— Task —
The passage on Middletown and Centerville below says the writer later came to better understand certain kinds of factors. List each kind it names.

The thing I most remember about the sprinters from Middletown, Ohio was the sorry state of their track uniforms. It’s an odd memory, for sure. But the old, whiteish singlets that had clearly been used and reused year after year were noteworthy to me. Maybe they stuck out because they had no fancy logoed school tracksuits for warmups, no matching spike bags, or accompanying swag. Or maybe I just noticed because they were so blazing fast, they booked a trip to state instead of us.
My home track was barely 13 miles from Middletown as the crow flies, but it might have been a world away: we in Centerville with our multiple complimentary Nike-sponsored kits; they in Middletown with I’m not sure what. AK Steel? The following year, after I enrolled at Miami University to study philosophy, I got to see that soot-spewing plant a lot more closely, each time we drove from home to campus or back.
Why my town flourished as it did, when Middletown most certainly did not, was a mystery to me. If you’d asked me at the time, I probably would have pointed to the differences in where our parents worked. It seemed that almost everyone in our community had a dad or mom who was a doctor, lawyer, or accountant, and most seemed to have really good jobs, often for big companies. Did minivan-driving families in Middletown have moms and dads who worked at AK Steel? This was hard for me to imagine, but also impossible for me to know. I knew my community lived with abundance. If I’m honest, I preferred to avoid even refueling in Middletown.
Years later, I came to better understand the biographic, sociologic, economic and historic factors that produced such disparate results across our neighboring communities. The economic benefits we’d enjoyed in my town were broadly attributable to having dads and moms who were knowledge workers for profitable companies. In turn, those companies could attribute much of their success to technological innovation and trade liberalization of the preceding 20 years.
Down in Middletown, the story was different. Yes, AK Steel was important. But frankly, there just weren’t all that many minivan-driving families with both moms and dads. To the extent technological innovation had an impact, it threatened to displace steady good-paying jobs. Benefits from so-called trade liberalization were nowhere to be found.

(Named-object pointing records)

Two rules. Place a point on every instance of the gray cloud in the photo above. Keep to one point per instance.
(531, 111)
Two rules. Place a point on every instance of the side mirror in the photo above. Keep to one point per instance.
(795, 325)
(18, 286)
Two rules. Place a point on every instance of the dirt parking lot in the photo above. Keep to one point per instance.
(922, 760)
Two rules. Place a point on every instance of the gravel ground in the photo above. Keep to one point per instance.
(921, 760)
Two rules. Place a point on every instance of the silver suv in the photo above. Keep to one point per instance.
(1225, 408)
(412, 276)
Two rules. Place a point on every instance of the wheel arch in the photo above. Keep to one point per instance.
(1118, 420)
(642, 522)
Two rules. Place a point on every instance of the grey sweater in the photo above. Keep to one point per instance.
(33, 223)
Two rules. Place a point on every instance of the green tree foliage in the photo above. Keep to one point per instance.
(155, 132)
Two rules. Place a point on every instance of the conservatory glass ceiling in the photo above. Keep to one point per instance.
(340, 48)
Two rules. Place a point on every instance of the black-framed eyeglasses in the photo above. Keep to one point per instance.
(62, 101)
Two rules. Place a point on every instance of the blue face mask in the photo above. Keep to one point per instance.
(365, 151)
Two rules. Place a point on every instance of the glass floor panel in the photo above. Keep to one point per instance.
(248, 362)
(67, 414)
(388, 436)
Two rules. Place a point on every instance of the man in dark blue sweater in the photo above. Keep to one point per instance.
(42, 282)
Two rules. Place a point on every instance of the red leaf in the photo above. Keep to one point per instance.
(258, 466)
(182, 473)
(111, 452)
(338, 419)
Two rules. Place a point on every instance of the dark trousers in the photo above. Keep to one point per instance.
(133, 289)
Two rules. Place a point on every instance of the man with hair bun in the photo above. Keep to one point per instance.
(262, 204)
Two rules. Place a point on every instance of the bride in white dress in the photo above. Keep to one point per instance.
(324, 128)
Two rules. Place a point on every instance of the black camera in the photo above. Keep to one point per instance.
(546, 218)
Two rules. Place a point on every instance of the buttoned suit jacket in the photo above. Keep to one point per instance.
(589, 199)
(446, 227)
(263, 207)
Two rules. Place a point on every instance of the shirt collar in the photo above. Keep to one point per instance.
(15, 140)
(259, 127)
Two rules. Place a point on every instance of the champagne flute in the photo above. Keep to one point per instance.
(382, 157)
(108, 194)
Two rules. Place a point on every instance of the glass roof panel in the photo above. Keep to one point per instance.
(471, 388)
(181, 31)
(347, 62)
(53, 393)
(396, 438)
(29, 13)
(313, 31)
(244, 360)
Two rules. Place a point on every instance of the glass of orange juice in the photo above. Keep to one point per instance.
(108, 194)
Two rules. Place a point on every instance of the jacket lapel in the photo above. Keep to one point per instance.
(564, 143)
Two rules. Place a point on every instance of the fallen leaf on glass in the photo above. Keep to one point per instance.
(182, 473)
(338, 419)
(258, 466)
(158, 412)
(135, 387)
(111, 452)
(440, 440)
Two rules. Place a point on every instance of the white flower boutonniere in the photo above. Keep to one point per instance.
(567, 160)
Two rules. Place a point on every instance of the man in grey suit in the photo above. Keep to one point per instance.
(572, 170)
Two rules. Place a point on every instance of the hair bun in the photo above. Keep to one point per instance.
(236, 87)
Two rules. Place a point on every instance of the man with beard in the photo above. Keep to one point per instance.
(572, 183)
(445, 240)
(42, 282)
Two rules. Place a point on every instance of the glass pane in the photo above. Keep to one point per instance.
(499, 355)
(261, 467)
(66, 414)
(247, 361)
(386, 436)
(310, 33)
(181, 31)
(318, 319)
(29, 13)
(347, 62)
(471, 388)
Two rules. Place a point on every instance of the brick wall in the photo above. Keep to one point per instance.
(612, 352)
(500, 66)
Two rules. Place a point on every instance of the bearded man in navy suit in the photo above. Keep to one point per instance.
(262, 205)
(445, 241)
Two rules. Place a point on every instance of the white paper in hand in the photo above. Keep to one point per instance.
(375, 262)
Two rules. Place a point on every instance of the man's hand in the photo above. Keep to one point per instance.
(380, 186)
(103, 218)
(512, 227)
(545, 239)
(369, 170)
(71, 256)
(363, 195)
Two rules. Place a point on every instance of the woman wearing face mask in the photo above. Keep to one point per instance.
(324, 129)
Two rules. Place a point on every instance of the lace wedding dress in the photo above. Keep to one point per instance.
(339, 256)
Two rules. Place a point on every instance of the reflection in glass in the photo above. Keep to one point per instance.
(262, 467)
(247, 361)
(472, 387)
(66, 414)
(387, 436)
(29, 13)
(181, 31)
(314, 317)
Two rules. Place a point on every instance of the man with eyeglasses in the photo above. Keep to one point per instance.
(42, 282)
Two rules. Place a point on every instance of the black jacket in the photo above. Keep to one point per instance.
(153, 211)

— The answer —
Biographic, sociologic, economic, and historic.